Point placement records
Start
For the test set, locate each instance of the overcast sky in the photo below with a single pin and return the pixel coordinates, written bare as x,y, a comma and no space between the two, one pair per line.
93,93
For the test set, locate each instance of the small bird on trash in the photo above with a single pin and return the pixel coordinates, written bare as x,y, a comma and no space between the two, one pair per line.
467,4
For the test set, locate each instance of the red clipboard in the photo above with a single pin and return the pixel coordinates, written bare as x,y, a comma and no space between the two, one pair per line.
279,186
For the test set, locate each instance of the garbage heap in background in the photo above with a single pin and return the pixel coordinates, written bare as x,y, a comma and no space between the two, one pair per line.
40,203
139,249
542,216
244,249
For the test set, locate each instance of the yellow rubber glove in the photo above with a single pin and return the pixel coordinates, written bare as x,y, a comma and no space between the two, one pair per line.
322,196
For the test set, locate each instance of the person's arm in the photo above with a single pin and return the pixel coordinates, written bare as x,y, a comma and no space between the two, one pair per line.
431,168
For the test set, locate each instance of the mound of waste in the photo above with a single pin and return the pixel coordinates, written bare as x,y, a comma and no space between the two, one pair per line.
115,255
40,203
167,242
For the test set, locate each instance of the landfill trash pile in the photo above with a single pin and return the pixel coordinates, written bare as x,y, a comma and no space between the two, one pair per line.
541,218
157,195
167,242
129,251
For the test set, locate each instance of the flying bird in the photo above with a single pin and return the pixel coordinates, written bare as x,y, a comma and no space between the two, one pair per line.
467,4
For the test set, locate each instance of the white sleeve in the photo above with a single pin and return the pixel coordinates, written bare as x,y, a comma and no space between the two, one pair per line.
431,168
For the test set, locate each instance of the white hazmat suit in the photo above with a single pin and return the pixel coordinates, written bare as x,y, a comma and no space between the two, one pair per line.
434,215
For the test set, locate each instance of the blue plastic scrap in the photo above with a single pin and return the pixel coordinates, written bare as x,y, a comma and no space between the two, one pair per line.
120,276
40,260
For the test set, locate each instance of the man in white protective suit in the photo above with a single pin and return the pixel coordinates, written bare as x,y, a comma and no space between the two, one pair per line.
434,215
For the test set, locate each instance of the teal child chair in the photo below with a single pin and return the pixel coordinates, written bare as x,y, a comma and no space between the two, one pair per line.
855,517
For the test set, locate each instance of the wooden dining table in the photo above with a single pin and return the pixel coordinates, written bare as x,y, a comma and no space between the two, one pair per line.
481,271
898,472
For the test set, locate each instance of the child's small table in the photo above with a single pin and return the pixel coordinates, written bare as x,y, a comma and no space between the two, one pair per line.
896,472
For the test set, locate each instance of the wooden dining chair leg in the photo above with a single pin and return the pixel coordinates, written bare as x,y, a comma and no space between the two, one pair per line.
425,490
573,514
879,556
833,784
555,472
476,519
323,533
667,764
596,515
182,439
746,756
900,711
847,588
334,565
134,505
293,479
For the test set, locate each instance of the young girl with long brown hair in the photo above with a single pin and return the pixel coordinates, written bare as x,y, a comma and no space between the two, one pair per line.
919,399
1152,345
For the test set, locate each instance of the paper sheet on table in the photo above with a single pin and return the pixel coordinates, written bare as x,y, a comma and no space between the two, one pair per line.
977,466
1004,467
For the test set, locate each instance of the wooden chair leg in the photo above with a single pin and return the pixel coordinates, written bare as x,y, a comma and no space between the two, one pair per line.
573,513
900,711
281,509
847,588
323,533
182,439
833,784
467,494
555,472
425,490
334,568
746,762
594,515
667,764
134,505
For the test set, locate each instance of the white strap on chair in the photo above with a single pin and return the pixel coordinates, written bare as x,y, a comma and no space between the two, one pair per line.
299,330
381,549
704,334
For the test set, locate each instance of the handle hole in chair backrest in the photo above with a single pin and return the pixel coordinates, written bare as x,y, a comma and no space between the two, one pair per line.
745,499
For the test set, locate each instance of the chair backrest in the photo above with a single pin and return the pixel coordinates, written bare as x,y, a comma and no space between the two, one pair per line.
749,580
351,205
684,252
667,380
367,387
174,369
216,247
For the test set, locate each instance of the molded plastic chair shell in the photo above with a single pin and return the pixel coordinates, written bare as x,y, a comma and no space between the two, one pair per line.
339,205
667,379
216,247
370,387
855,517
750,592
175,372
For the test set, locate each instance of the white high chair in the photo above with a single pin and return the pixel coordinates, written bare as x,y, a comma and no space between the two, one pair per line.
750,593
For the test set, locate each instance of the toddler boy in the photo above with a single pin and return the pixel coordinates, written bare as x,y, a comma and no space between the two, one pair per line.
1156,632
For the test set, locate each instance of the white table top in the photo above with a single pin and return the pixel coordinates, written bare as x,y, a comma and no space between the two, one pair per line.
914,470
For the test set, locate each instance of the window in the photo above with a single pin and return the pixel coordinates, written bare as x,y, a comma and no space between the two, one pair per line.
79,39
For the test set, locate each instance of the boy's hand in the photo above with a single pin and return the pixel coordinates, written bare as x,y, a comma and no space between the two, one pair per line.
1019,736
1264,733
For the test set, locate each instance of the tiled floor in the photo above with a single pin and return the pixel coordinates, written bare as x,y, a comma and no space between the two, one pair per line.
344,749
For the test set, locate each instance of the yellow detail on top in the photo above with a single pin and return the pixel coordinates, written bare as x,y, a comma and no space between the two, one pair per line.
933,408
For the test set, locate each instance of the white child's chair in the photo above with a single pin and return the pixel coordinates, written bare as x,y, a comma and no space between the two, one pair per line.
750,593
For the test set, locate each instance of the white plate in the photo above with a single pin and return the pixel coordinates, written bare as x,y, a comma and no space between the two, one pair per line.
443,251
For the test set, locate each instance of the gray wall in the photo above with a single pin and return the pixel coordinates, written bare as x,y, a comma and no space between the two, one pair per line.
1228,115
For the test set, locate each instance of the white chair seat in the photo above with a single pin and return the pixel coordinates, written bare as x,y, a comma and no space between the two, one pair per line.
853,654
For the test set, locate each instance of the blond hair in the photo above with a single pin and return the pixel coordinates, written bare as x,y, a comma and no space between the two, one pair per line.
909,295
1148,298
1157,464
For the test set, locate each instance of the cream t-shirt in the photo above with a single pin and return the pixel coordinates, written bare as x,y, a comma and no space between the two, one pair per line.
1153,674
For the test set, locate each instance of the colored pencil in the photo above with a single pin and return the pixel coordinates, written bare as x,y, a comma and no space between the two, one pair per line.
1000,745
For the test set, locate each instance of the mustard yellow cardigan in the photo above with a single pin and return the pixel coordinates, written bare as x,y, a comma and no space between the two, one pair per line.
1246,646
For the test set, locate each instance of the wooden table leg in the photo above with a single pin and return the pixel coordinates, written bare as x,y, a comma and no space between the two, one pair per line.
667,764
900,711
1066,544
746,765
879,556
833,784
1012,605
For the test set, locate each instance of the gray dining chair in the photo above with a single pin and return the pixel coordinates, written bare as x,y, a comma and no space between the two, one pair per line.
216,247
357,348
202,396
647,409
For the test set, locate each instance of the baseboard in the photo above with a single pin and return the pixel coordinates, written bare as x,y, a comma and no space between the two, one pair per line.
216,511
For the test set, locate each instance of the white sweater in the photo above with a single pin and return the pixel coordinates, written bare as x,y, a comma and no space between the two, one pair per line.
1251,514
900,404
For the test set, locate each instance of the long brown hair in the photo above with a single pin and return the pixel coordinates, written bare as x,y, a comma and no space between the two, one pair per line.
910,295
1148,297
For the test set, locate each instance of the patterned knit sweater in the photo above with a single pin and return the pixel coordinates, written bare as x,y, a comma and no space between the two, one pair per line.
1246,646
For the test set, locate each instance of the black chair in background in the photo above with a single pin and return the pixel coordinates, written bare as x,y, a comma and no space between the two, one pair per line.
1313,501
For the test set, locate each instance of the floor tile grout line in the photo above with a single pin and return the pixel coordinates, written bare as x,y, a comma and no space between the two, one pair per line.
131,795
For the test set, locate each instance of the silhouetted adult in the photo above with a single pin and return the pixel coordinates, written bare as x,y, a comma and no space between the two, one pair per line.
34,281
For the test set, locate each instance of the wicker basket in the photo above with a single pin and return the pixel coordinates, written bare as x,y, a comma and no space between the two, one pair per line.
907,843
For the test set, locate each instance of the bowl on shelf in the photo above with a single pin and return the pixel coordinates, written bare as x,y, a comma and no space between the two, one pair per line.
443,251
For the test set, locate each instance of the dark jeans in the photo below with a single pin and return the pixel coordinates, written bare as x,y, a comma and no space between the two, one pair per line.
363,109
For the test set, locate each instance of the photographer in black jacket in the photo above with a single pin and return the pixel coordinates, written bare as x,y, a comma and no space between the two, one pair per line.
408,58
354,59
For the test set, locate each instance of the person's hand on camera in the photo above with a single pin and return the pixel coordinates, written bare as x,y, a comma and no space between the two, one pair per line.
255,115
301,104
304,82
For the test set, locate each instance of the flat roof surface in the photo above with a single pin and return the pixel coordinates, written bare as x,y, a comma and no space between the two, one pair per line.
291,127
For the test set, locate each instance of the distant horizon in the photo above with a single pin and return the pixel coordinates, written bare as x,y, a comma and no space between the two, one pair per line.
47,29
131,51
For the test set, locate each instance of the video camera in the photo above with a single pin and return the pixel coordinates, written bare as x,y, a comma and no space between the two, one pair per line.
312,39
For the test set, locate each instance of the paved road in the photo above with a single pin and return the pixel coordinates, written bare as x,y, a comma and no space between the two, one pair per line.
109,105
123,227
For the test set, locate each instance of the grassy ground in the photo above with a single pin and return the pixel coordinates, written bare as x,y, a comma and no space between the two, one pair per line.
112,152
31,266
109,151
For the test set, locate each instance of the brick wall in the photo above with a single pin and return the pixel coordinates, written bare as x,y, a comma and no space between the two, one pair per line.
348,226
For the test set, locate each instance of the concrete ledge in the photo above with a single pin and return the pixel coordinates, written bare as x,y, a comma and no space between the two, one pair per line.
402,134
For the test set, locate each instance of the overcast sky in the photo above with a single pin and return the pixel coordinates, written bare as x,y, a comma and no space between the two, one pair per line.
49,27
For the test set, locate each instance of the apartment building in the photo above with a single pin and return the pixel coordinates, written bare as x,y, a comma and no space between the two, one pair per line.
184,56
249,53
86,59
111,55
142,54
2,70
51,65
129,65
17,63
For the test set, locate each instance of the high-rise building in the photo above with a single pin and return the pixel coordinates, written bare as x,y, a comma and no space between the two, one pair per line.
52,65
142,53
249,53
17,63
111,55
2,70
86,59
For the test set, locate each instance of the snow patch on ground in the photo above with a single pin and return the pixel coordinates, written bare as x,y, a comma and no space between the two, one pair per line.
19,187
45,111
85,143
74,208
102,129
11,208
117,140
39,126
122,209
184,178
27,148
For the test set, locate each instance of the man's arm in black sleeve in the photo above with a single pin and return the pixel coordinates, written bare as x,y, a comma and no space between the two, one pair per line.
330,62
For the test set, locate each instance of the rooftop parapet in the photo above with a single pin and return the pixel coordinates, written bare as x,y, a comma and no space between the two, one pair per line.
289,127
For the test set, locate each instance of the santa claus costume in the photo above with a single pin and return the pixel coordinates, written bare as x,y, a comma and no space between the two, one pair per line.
End
EXERCISE TASK>
Return every line from the one holding "For the test set, locate each instance of the concrete" through the end of the data, exactly as it appears, with both ends kept and nothing else.

THE COMPLETED TASK>
For the test set, locate each instance of the concrete ledge in the photo above with a single pin and return the pixel coordinates, written bare as x,y, a comma and no space between the two, one pair per line.
402,134
For the test set, locate each instance of the overcast sky in the photo above with a single pin and return the pixel coordinates, written bare as x,y, a comma and no space between the two, one pair per line.
49,27
For the test set, locate each instance of the apartment building in the photo above with a single pin and return the pixel coordinates, written bare as x,y, a comma and no space between the two, one pair per line.
184,56
249,53
86,59
111,55
142,54
2,70
51,65
129,65
17,63
For the test set, locate each instance of the high-rise building in the photo above with a single pin and return the pixel coordinates, written bare as x,y, a comma and no space between the two, one pair per line.
52,65
142,53
249,53
17,63
111,55
2,70
86,59
For the test set, locate each instance of the snow patch on ground in the photo above with a single pin and return the pixel coordinates, written bare as x,y, a comma and no space between the two, one pair per line.
19,187
45,111
85,143
74,208
102,129
11,208
117,140
39,126
122,209
184,178
27,148
For the test set, locate each instance of the man's arm in black sleeve in the photo above with a single pin and return the pixel coordinates, written bare as x,y, a comma and no space between the two, one pair per line.
330,62
For the test set, locate each instance of the rooftop parapet in the photo above with a single pin and return the pixel coordinates, written bare as x,y, a comma and no space between the two, one pair per line.
289,127
For the test set, locate each instance of the santa claus costume in the photo above with a single pin and return the pixel coordinates, written bare as x,y, a comma and no space between the two, one pair per line.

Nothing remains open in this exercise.